Goal –
Pictures don't belong in the copy; print all the records exactly.

[Point-based annotation data]
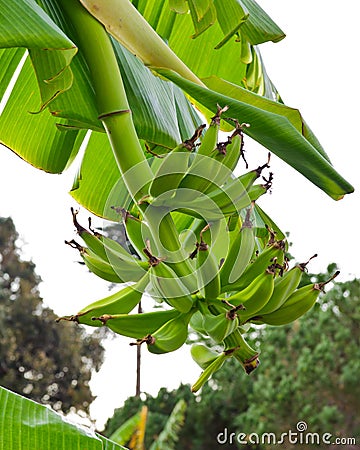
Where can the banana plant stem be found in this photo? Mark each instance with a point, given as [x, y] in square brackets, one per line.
[115, 114]
[111, 99]
[128, 26]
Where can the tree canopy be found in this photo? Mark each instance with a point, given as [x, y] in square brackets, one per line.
[38, 359]
[309, 373]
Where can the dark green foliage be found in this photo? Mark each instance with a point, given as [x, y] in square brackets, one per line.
[309, 372]
[48, 362]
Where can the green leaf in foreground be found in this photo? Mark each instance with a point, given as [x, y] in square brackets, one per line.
[275, 129]
[27, 425]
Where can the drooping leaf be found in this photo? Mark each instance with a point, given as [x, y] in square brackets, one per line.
[259, 28]
[25, 424]
[169, 436]
[230, 18]
[203, 15]
[179, 6]
[123, 434]
[98, 185]
[35, 137]
[275, 132]
[51, 49]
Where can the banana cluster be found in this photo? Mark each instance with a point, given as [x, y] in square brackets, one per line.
[227, 271]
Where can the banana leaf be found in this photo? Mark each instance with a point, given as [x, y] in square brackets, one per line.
[51, 139]
[67, 93]
[25, 424]
[283, 133]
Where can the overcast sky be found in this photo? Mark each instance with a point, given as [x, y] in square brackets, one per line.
[316, 70]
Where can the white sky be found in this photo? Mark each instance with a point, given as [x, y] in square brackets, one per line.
[316, 70]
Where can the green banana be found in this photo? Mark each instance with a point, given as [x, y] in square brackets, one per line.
[284, 286]
[240, 253]
[137, 325]
[102, 246]
[272, 255]
[207, 269]
[170, 172]
[198, 178]
[223, 201]
[296, 305]
[170, 336]
[118, 272]
[254, 296]
[230, 151]
[220, 325]
[209, 370]
[138, 233]
[202, 355]
[236, 346]
[167, 286]
[121, 302]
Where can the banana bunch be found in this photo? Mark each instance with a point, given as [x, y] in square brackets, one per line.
[202, 248]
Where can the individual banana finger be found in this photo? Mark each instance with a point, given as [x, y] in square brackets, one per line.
[254, 296]
[137, 326]
[207, 269]
[284, 286]
[167, 286]
[170, 337]
[301, 301]
[120, 302]
[240, 253]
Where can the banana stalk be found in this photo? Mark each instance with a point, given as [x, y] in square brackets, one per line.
[128, 26]
[115, 114]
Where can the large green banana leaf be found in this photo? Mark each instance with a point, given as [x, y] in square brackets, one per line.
[27, 425]
[52, 103]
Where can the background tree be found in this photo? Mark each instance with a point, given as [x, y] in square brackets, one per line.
[39, 359]
[310, 373]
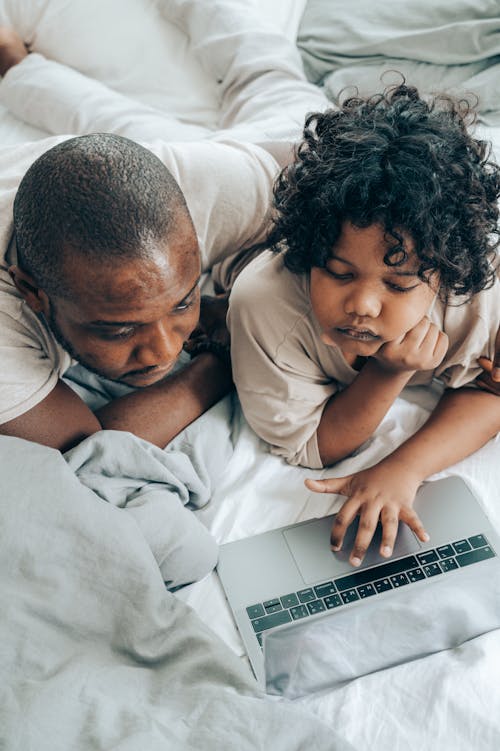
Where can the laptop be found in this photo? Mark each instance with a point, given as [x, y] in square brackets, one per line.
[310, 621]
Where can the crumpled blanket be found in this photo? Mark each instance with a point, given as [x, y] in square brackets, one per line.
[95, 653]
[436, 44]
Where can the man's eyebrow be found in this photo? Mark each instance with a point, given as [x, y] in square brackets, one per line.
[118, 324]
[390, 269]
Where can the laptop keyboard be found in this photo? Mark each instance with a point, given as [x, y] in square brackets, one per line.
[367, 583]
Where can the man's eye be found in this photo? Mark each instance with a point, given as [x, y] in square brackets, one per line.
[188, 302]
[117, 334]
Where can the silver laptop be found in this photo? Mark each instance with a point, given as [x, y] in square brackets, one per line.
[310, 621]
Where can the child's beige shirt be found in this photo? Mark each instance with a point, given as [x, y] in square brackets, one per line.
[285, 374]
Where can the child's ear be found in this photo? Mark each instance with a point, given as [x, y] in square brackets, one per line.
[35, 297]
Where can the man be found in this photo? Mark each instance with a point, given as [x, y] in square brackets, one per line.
[103, 269]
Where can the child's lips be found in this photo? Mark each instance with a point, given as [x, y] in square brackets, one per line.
[365, 335]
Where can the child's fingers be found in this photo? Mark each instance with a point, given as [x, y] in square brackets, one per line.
[367, 526]
[343, 519]
[495, 373]
[411, 518]
[328, 485]
[390, 524]
[485, 364]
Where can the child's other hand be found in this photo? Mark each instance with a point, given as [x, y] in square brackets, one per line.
[489, 379]
[382, 492]
[12, 49]
[422, 348]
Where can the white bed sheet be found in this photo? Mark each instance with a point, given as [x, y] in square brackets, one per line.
[449, 700]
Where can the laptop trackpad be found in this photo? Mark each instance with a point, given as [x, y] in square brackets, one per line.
[309, 544]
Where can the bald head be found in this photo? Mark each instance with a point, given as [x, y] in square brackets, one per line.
[100, 196]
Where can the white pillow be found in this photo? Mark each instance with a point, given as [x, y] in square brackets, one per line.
[125, 44]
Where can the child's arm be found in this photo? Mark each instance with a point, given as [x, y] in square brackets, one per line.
[351, 416]
[463, 421]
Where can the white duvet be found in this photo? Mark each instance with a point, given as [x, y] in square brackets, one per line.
[447, 701]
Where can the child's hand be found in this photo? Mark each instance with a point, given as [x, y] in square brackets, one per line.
[381, 492]
[12, 49]
[422, 348]
[489, 379]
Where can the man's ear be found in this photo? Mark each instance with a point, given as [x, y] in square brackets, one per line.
[35, 297]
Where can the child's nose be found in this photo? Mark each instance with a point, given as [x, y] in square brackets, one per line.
[363, 302]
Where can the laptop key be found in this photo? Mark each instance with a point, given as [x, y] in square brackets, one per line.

Answer below –
Where can the banana plant stem be found in this photo? Mark each instance with a point, given as [x, y] in square brackets, one per line.
[115, 114]
[111, 99]
[128, 26]
Where can the tree canopy be found in this photo? Mark each instance with a point, given as [x, y] in square brackets, one per line.
[38, 359]
[309, 373]
Where can the dark green foliage be found in this photo? Mark each instance with a point, given as [x, y] in square brackets, one per line.
[309, 372]
[48, 362]
Where can the green leaf in foreground be found in this photo? Mark each instance with a point, given as [x, y] in square brackets, one per line.
[275, 129]
[27, 425]
Where can the drooping leaf be found in this photo? Mark each instance with a point, given as [x, y] in square brackets, one per line.
[259, 28]
[25, 424]
[169, 436]
[230, 18]
[203, 15]
[179, 6]
[123, 434]
[98, 185]
[35, 137]
[275, 132]
[51, 49]
Where can the banana cluster be found in this photo? Mark each instance with a point, given as [x, y] in square brackets, one per line.
[227, 271]
Where can the banana leaf be found in this photo? Mark each instance with a point, given as [x, y] in square brackets, one per line.
[51, 139]
[67, 93]
[25, 424]
[283, 133]
Where can the overcast sky be found in this photo? Mark each instance with a point, given as [x, y] in square brackets, one per line.
[316, 70]
Where can the white sky be found in this photo? Mark each instance with a point, given as [x, y] in square brackets, one per line.
[316, 70]
Where can the green banana be found in this photo? Mark each instance with a point, given as [x, y] in square brackets, one per line.
[284, 286]
[240, 253]
[137, 325]
[102, 246]
[272, 255]
[207, 269]
[170, 172]
[198, 178]
[223, 201]
[296, 305]
[170, 336]
[118, 272]
[254, 296]
[230, 151]
[220, 325]
[209, 370]
[138, 233]
[202, 355]
[236, 346]
[167, 286]
[121, 302]
Where can the banana bunch be found in this photo? Mark each instance with a point, given as [x, y] in square brackets, one per line.
[202, 248]
Where can the individual banana finger be found in this photo? Mark each instance with a point, given as [x, y] in square brackets, one per line.
[254, 296]
[137, 326]
[207, 269]
[284, 286]
[167, 286]
[170, 337]
[301, 301]
[120, 302]
[240, 253]
Where can the banana stalk be found in this photo? Mark each instance with a point, given as [x, y] in square brackets, one per line.
[128, 26]
[115, 114]
Where can the large green banana leaf be found in this photo? Mark each instance with a point, given as [x, y] in square brackets, one per line.
[27, 425]
[52, 103]
Where can the background tree be found in this photo? Mark each instance with a point, given as [x, y] in square brackets, one per line.
[39, 359]
[310, 373]
Where can the laptop be found in this photo? Mark each instance with a point, given as [x, y] in square brackets, one per line.
[310, 621]
Where can the crumpled blanket be found in this photo? Mark each instance with a point, given as [x, y] in square brackets, one per line.
[95, 653]
[436, 44]
Where can the man's eyebrow be found in this photo? Mark each instance with a point, given as [x, y] in square brackets, one per line.
[118, 324]
[390, 269]
Where can the laptop keyboard be found in this photo? Mark each instance with a point, given as [x, y] in square brackets, one per line.
[367, 583]
Where can the man's eye be found in this photo? Mark each instance with a point, given as [x, y] in square brackets, one per line.
[188, 302]
[117, 334]
Where can the silver laptop be found in this photo? Mark each instance with a point, given as [x, y] in square brackets, one per line.
[310, 621]
Where can the child's beige shirt be found in this photo? Mark each instance with a point, given as [x, y] in square brackets, one per line.
[285, 374]
Where can the child's ear be found in this photo? Mark each instance with a point, given as [x, y] in square brackets, one per line.
[35, 297]
Where can the man be found in this photo? Mark each instance with a point, given as [x, y] in square brackets, one per line.
[103, 269]
Where can the child's lips be found in this photo? Mark each instance with a point, given as [x, y] in square brackets, one per line.
[365, 335]
Where can the child's fingers be found in this photo? Mark each instance with a point, given as [x, y] in square brackets, one per line.
[367, 526]
[343, 519]
[495, 373]
[411, 518]
[328, 485]
[390, 524]
[485, 364]
Where can the child's other hand be found in this photo? Mark each instance with a point, given as [x, y] in square brackets, one per line.
[489, 379]
[382, 492]
[12, 49]
[422, 348]
Where can the white bed sheet be found in this photo? Mark each instance with a point, given as [x, y] in square brackets, one per line.
[449, 700]
Where can the laptop trackpad be found in this photo? Mark each instance with a point, given as [x, y] in square brackets, one per line.
[309, 544]
Where can the bald head be found in this photo? Mark each instance with a point, given as [x, y] in square brackets, one per line.
[100, 196]
Where can the white pillow be found in this photo? Mark each instance with a point, given as [x, y] in square brackets, one per line.
[125, 44]
Where can the child's arm be found in this photo? Mark each instance with a point, given as [x, y] in square brackets, one per line.
[351, 416]
[463, 421]
Where can the white duvet be found in this photo? Mark each instance with a point, given as [x, y] in square brackets, one per line.
[447, 701]
Where can the child's hand be found in this photo? Mark each instance with a point, given as [x, y] in square brackets, one per line.
[381, 492]
[12, 49]
[422, 348]
[489, 379]
Where can the man's ear be found in this photo? Mark each instance with a point, given as [x, y] in square brackets, one per line.
[35, 297]
Where can the child's nose be found in this photo? Mark each instance with a point, given as [x, y] in square brackets, one per line.
[363, 302]
Where can the laptop key be found in this photo? Mark each instance with a point, given as [x, y] in square brackets, one per line.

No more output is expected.